• _Assigned task_
Copies of all lines containing the string "fits" are needed from the data below.

Stored data:
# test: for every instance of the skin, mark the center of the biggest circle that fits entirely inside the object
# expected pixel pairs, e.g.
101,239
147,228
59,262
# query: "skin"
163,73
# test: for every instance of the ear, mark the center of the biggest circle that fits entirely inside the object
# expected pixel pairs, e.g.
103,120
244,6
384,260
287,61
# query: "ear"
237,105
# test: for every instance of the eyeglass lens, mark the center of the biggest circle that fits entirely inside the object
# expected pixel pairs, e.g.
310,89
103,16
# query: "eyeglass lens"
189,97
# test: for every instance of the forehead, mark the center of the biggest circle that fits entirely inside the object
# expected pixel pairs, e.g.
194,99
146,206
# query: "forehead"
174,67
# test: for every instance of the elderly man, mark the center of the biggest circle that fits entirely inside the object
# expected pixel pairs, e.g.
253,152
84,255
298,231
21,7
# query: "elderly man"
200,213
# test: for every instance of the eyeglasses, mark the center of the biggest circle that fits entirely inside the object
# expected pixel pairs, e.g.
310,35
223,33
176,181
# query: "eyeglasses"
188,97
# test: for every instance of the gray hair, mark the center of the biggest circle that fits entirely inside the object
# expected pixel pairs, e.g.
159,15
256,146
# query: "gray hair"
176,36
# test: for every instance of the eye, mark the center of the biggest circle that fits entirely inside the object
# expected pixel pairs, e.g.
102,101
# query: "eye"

--

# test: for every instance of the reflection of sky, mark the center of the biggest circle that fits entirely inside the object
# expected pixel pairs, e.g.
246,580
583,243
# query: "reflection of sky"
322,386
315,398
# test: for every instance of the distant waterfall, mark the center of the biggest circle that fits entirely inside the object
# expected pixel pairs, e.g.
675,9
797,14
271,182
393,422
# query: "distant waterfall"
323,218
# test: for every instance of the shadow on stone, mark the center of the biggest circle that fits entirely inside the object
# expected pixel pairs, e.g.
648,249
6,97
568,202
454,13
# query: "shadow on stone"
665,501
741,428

• _Answer box_
# test: for every instance of the skin, mark the center of the biggest circle that fits entirely inside the object
# test: for every instance of the ear, mark the center of the biggest circle that fits entirely inside the object
# test: for every instance of the eyeglass lens, mark the center of the biggest circle that fits entirely inside the object
# test: for every instance of the forehead, mark the center of the biggest circle that fits entirely inside the object
# test: for every instance of the elderly man, mark the center of the biggest circle that fits entirely inside the object
# test: for every instance of the eyeglasses, mark the center of the biggest circle that fits entirely inside the object
# test: for every instance of the gray hair, mark the center of the biggest circle that fits entirely inside the object
# test: for every instance of the eye, mark the center of the biggest circle that fits entirely inside the object
# test: for every instance of the reflection of sky, mark the center of the biggest circle that fits entirely inside the object
# test: for every instance of the distant waterfall, mark the center of the biggest circle that fits entirely inside the object
# test: for every instance of the shadow on stone, mark the center of the biggest circle that fits entirely inside the object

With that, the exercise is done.